» **Objective 1**
According to the ruling excerpt on the Cardi B photograph, what was the Photograph originally taken to depict?
» **Objective 2**
Please repeat the ruling excerpt on the Cardi B photograph starting with "It did not use" and going on through "the Post itself.".
» **Objective 3**
Pick up the ruling excerpt on the Cardi B photograph after its last sentence and continue writing it.

» **Page**
Applying these principles and drawing all inferences in Plaintiff’s favor, this factor favors Defendant because the Article uses the Photograph for an entirely different purpose than originally intended. The Photograph was taken to “depict Cardi B at Tom Ford’s fashion show.” However, as is apparent on the face of the Article, Defendant did not publish the Photograph simply to present its content.
It did not use the Photograph as a generic image of Cardi B to accompany an article about Cardi B, or as an image of her at Tom Ford’s fashion show alongside an article about the fashion show. Rather, Defendant published the Post, which incidentally contained the Photograph, because the Post – or, put differently, the fact that Cardi B had disseminated the Post – was the very thing the Article was reporting on.
In other words, Defendant published the Post in order to provide readers with the original social media interactions reported on by the Article, and included the Photograph as a necessary part of the Post. Indeed, no other image – not even “the Photograph itself as a standalone image” – would have fulfilled the same purpose as the Post itself.
Merely displaying the Post without the Photograph would have been nonsensical in appearance as well as potentially impossible, given that the Post is embedded and hyperlinked, rather than inserted as an image. The Photograph’s function was wholly “transformed … in its new context” and as a result the Article’s publication of the Post in no way “merely supersedes” the original work.

Items in a dataset:
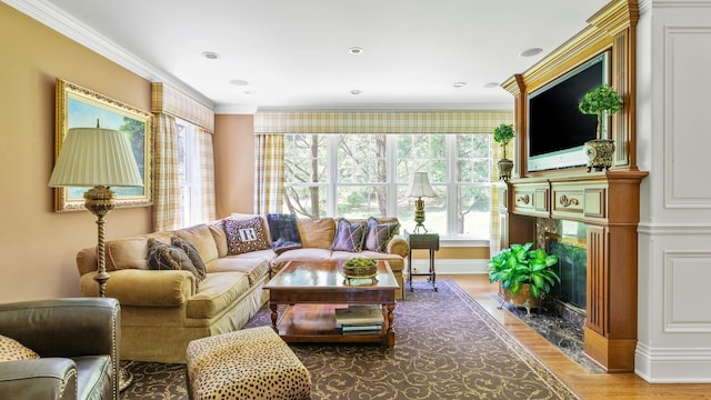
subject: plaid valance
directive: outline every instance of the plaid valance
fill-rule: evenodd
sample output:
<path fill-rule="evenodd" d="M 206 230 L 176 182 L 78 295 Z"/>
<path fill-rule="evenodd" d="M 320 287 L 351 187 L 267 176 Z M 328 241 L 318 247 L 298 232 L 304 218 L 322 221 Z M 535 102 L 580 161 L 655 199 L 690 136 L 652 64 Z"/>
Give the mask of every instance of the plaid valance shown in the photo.
<path fill-rule="evenodd" d="M 513 123 L 513 111 L 258 111 L 254 134 L 490 133 L 501 123 Z"/>
<path fill-rule="evenodd" d="M 151 112 L 178 117 L 214 132 L 214 111 L 166 83 L 151 83 Z"/>

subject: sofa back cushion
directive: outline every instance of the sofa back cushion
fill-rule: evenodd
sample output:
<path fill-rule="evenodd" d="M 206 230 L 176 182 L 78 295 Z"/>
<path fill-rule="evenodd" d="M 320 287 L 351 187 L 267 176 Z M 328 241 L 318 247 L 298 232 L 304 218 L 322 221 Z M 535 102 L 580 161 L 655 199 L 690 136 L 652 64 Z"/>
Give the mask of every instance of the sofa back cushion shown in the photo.
<path fill-rule="evenodd" d="M 307 249 L 330 249 L 336 237 L 333 218 L 299 219 L 301 246 Z"/>
<path fill-rule="evenodd" d="M 212 232 L 210 232 L 210 228 L 204 223 L 179 229 L 176 231 L 176 236 L 192 243 L 200 253 L 203 263 L 210 262 L 219 257 L 218 246 L 216 244 Z"/>

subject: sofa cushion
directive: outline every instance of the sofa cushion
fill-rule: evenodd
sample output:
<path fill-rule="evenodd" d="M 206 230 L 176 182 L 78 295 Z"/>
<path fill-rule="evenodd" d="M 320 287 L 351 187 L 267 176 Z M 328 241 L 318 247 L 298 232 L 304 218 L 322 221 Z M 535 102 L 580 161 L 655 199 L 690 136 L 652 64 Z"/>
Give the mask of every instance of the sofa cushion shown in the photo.
<path fill-rule="evenodd" d="M 200 258 L 202 258 L 203 263 L 214 260 L 219 257 L 218 246 L 214 242 L 212 232 L 210 232 L 210 228 L 206 223 L 179 229 L 176 231 L 176 236 L 180 239 L 189 241 L 200 253 Z M 196 264 L 196 267 L 198 266 Z"/>
<path fill-rule="evenodd" d="M 268 213 L 269 234 L 271 249 L 277 254 L 287 250 L 301 249 L 301 236 L 297 224 L 297 216 L 282 213 Z"/>
<path fill-rule="evenodd" d="M 192 262 L 193 267 L 196 268 L 196 271 L 198 272 L 197 274 L 198 281 L 203 280 L 208 271 L 204 267 L 204 262 L 202 261 L 202 257 L 200 257 L 200 252 L 198 252 L 198 249 L 196 249 L 196 247 L 188 240 L 181 239 L 178 237 L 172 238 L 171 244 L 182 249 L 182 251 L 186 252 L 186 254 L 188 256 L 188 259 L 190 259 L 190 262 Z"/>
<path fill-rule="evenodd" d="M 238 271 L 247 274 L 249 278 L 249 284 L 253 286 L 259 282 L 266 274 L 269 273 L 269 259 L 259 258 L 244 258 L 243 254 L 227 256 L 220 259 L 210 261 L 208 264 L 210 273 L 212 272 L 230 272 Z"/>
<path fill-rule="evenodd" d="M 107 271 L 122 269 L 148 268 L 148 239 L 153 238 L 170 243 L 170 238 L 176 236 L 173 231 L 156 232 L 132 238 L 110 240 L 104 244 Z"/>
<path fill-rule="evenodd" d="M 200 290 L 186 304 L 188 318 L 210 319 L 234 302 L 249 290 L 249 279 L 242 272 L 208 273 Z"/>
<path fill-rule="evenodd" d="M 34 360 L 40 356 L 22 346 L 19 341 L 0 334 L 0 362 L 1 361 L 19 361 Z"/>
<path fill-rule="evenodd" d="M 359 252 L 363 248 L 364 234 L 365 221 L 351 223 L 346 219 L 341 219 L 338 221 L 331 250 Z"/>
<path fill-rule="evenodd" d="M 248 220 L 224 220 L 228 253 L 241 254 L 269 249 L 269 239 L 260 217 Z"/>
<path fill-rule="evenodd" d="M 377 252 L 385 252 L 388 242 L 400 228 L 399 222 L 380 223 L 374 218 L 368 219 L 368 233 L 365 234 L 365 249 Z"/>
<path fill-rule="evenodd" d="M 184 270 L 196 277 L 200 282 L 201 277 L 188 254 L 179 247 L 163 243 L 153 238 L 148 239 L 148 266 L 152 270 Z"/>
<path fill-rule="evenodd" d="M 299 234 L 304 248 L 330 249 L 336 237 L 333 218 L 299 219 Z"/>

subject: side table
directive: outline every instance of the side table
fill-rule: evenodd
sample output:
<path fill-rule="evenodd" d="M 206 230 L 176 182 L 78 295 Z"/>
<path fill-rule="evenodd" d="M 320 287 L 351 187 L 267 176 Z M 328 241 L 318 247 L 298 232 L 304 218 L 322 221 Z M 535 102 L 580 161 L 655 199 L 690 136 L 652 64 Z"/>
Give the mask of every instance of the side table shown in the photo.
<path fill-rule="evenodd" d="M 437 291 L 437 274 L 434 272 L 434 252 L 440 249 L 440 236 L 438 233 L 408 233 L 404 232 L 404 238 L 410 244 L 410 253 L 408 254 L 408 282 L 410 283 L 410 291 L 412 289 L 412 277 L 428 277 L 428 280 L 432 282 L 432 288 Z M 429 272 L 412 272 L 412 250 L 429 250 L 430 251 L 430 271 Z"/>

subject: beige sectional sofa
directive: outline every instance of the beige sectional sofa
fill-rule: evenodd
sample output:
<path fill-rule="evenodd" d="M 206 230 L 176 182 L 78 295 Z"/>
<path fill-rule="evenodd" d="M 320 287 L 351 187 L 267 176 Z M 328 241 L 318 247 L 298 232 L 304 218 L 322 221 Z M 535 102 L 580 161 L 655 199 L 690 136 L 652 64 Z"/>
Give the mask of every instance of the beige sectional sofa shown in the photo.
<path fill-rule="evenodd" d="M 266 218 L 257 217 L 268 232 Z M 106 297 L 121 303 L 121 359 L 184 362 L 191 340 L 242 328 L 269 297 L 263 284 L 290 260 L 387 259 L 400 284 L 397 298 L 402 298 L 402 270 L 409 252 L 402 238 L 394 236 L 382 252 L 333 251 L 337 219 L 299 219 L 301 248 L 279 254 L 271 248 L 230 254 L 224 226 L 244 218 L 231 216 L 213 223 L 107 241 L 110 279 Z M 207 272 L 202 280 L 190 270 L 149 268 L 149 239 L 171 243 L 174 237 L 191 243 L 199 253 Z M 93 279 L 97 264 L 96 247 L 77 254 L 83 296 L 99 293 Z"/>

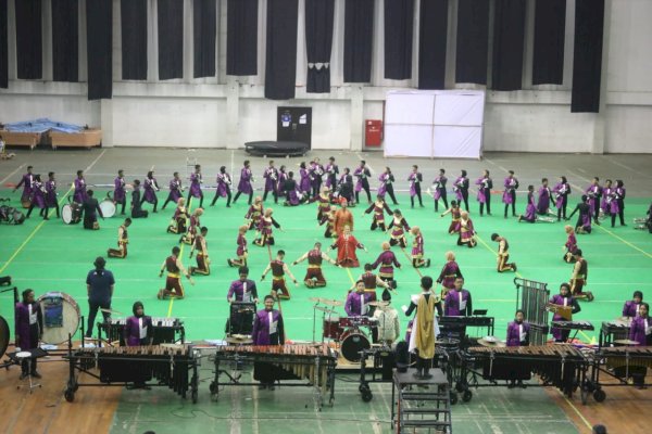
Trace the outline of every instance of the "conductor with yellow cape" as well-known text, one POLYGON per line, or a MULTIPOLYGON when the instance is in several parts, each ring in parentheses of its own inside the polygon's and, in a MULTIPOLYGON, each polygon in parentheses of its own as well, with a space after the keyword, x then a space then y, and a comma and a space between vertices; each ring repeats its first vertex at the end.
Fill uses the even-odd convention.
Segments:
POLYGON ((430 363, 435 357, 435 339, 439 334, 439 326, 435 317, 436 295, 431 292, 432 278, 424 276, 421 281, 422 293, 413 295, 405 315, 410 316, 414 309, 416 315, 410 335, 410 352, 416 354, 416 372, 414 376, 422 380, 430 379, 430 363))

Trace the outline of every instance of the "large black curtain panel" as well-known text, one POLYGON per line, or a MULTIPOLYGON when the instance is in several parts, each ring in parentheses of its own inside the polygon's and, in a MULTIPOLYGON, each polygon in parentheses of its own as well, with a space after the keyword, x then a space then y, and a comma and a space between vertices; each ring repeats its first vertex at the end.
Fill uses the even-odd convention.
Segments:
POLYGON ((0 88, 9 87, 7 0, 0 0, 0 88))
POLYGON ((159 0, 159 79, 184 78, 184 0, 159 0))
POLYGON ((124 80, 147 80, 147 0, 120 2, 124 80))
POLYGON ((449 0, 422 0, 418 30, 418 88, 443 89, 449 0))
POLYGON ((41 0, 16 0, 16 62, 18 78, 42 78, 41 0))
POLYGON ((52 79, 79 78, 79 4, 77 0, 52 1, 52 79))
POLYGON ((226 74, 256 75, 259 0, 228 0, 226 8, 226 74))
POLYGON ((575 1, 575 51, 570 112, 600 111, 604 0, 575 1))
POLYGON ((192 41, 195 50, 195 78, 215 76, 216 36, 216 0, 195 0, 192 2, 192 41))
POLYGON ((385 0, 385 78, 412 77, 414 0, 385 0))
POLYGON ((330 92, 330 52, 335 0, 305 0, 309 93, 330 92))
POLYGON ((535 0, 532 85, 564 81, 566 0, 535 0))
POLYGON ((294 98, 299 0, 267 0, 265 98, 294 98))
POLYGON ((491 87, 519 90, 523 86, 526 0, 496 0, 491 87))
POLYGON ((347 0, 344 8, 344 82, 372 80, 375 0, 347 0))
POLYGON ((88 99, 113 94, 113 0, 86 2, 88 99))
POLYGON ((487 84, 489 1, 460 0, 457 7, 456 82, 487 84))

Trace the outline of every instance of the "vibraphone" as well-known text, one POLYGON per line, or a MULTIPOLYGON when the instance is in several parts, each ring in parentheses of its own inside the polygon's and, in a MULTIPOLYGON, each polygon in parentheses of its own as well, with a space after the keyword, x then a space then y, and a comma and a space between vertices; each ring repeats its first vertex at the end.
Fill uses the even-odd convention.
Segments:
MULTIPOLYGON (((125 324, 126 318, 111 318, 105 322, 98 322, 99 341, 102 342, 102 332, 106 335, 109 342, 120 342, 120 346, 125 345, 125 324)), ((174 344, 184 343, 186 330, 184 321, 178 318, 155 318, 152 317, 152 344, 174 344)))
POLYGON ((125 347, 98 347, 72 349, 68 343, 70 376, 64 392, 72 403, 79 386, 123 386, 134 383, 146 386, 168 386, 186 398, 190 390, 192 403, 197 403, 198 358, 190 345, 148 345, 125 347), (99 373, 96 371, 99 370, 99 373), (78 383, 77 372, 98 379, 99 383, 78 383))
POLYGON ((469 374, 478 374, 476 369, 481 369, 481 376, 490 381, 475 383, 475 386, 497 386, 498 380, 529 380, 531 373, 536 373, 542 381, 540 385, 553 385, 568 397, 578 385, 586 383, 589 368, 589 360, 585 355, 567 344, 476 346, 468 348, 463 358, 463 367, 466 369, 466 373, 462 375, 464 379, 469 374))
MULTIPOLYGON (((329 393, 329 405, 335 399, 336 353, 327 344, 306 345, 242 345, 218 346, 215 354, 215 379, 211 383, 211 396, 215 399, 220 386, 251 386, 258 383, 241 382, 241 374, 229 373, 222 363, 231 362, 236 370, 246 363, 271 363, 277 380, 308 380, 308 383, 281 383, 286 386, 312 386, 318 393, 317 403, 322 407, 324 397, 329 393), (221 382, 220 375, 226 374, 227 382, 221 382)), ((254 369, 255 374, 255 369, 254 369)))

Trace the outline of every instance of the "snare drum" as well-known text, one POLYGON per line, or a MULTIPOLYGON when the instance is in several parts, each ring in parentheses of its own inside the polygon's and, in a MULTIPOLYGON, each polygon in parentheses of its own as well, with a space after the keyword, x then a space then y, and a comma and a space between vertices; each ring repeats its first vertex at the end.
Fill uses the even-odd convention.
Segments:
POLYGON ((102 216, 104 218, 111 218, 115 215, 115 204, 110 199, 104 199, 100 202, 100 209, 102 209, 102 216))
POLYGON ((60 345, 68 340, 68 335, 75 335, 82 314, 73 297, 63 292, 48 292, 37 302, 43 314, 43 343, 60 345))

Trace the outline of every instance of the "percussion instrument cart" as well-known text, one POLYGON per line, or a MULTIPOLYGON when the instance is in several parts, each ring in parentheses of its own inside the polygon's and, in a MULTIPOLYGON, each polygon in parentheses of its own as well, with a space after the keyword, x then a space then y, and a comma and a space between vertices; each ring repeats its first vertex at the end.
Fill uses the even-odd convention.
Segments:
MULTIPOLYGON (((99 361, 99 353, 97 353, 97 350, 101 350, 102 348, 88 348, 86 350, 88 350, 88 353, 84 353, 84 348, 82 348, 80 352, 73 352, 73 341, 72 337, 68 340, 68 348, 67 348, 67 356, 64 356, 64 359, 67 359, 68 361, 68 380, 66 382, 66 387, 64 390, 64 397, 65 400, 68 403, 72 403, 73 400, 75 400, 75 393, 77 392, 77 390, 82 386, 84 387, 102 387, 102 386, 120 386, 120 387, 127 387, 130 384, 134 383, 133 380, 130 379, 125 379, 122 378, 121 380, 116 380, 116 381, 111 381, 111 375, 102 375, 102 368, 99 367, 100 373, 96 373, 93 371, 93 368, 96 368, 97 366, 99 366, 98 361, 99 361), (90 354, 91 352, 95 352, 95 354, 90 354), (78 374, 80 373, 85 373, 87 375, 92 376, 93 379, 99 380, 99 383, 80 383, 78 381, 78 374)), ((147 387, 152 387, 152 386, 165 386, 165 387, 170 387, 173 388, 175 392, 177 392, 184 399, 186 399, 187 396, 187 392, 188 390, 190 391, 190 396, 192 399, 192 404, 197 403, 197 398, 198 398, 198 391, 199 391, 199 375, 198 375, 198 365, 199 365, 199 359, 197 356, 193 355, 193 349, 191 347, 188 348, 189 355, 187 357, 183 358, 183 362, 180 362, 179 360, 179 356, 175 356, 175 355, 159 355, 159 356, 152 356, 152 357, 147 357, 146 355, 141 356, 141 357, 134 357, 134 356, 120 356, 120 355, 112 355, 111 360, 115 360, 117 362, 133 362, 134 365, 136 363, 141 363, 141 365, 146 365, 146 363, 165 363, 166 367, 166 372, 165 372, 165 378, 160 379, 156 383, 147 383, 143 384, 143 386, 147 387), (187 365, 188 371, 191 372, 191 376, 189 378, 189 382, 188 381, 181 381, 179 383, 179 381, 175 378, 173 378, 172 372, 176 372, 177 369, 175 368, 175 365, 187 365)), ((135 374, 138 374, 138 371, 141 371, 141 369, 122 369, 121 370, 121 374, 122 375, 126 375, 128 376, 131 371, 135 372, 135 374)), ((155 378, 156 375, 154 375, 155 378)))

» **Output 1**
Cardi B at Tom Ford's fashion show.

» **Output 2**
It did not use the Photograph as a generic image of Cardi B to accompany an article about Cardi B, or as an image of her at Tom Ford’s fashion show alongside an article about the fashion show. Rather, Defendant published the Post, which incidentally contained the Photograph, because the Post – or, put differently, the fact that Cardi B had disseminated the Post – was the very thing the Article was reporting on.
In other words, Defendant published the Post in order to provide readers with the original social media interactions reported on by the Article, and included the Photograph as a necessary part of the Post. Indeed, no other image – not even “the Photograph itself as a standalone image” – would have fulfilled the same purpose as the Post itself.

» **Output 3**
While “courts often find news reporting uses transformative by emphasizing the altered purpose or context of the work, as evidenced by surrounding commentary or criticism,” commentary or criticism is not required to render a use transformative where “the two works have different messages and purposes.”
Finally, Plaintiff argued that Defendant is “a for-profit publisher” that “disseminates commercial news content on its website” including advertisements, “evincing Defendant’s intent to exploit Plaintiff’s work.” However, the Second Circuit has recognized that “almost all newspapers, books and magazines are published by commercial enterprises that seek a profit.”
The Supreme Court has acknowledged that tension and “stated that ‘the crux of the profit/nonprofit distinction is not whether the sole motive of the use is monetary gain but whether the user stands to profit from exploitation of copyrighted material without paying the customary price.’”
“That a defendant’s use of copyrighted material is for profit bears less weight when that use is highly transformative; but where a defendant’s use merely ‘supersedes the objects’ of the original, the commercial nature becomes more relevant.” Here, regardless of whether Defendant profits from page views of the Article, its use of the Photograph is transformative, outweighing the commercial nature of the use.
The Nature of the Work
Here, the Photograph contains “both informational and creative elements”: it was taken to “document its subject,” a celebrity, but also displays some “technical skill and aesthetic judgment.” “Although photography, including photography of a celebrity walking around in public, certainly involves skill and is not devoid of expressive merit, the paparazzi images are further from the core of copyright protections than creative or fictional works would be.”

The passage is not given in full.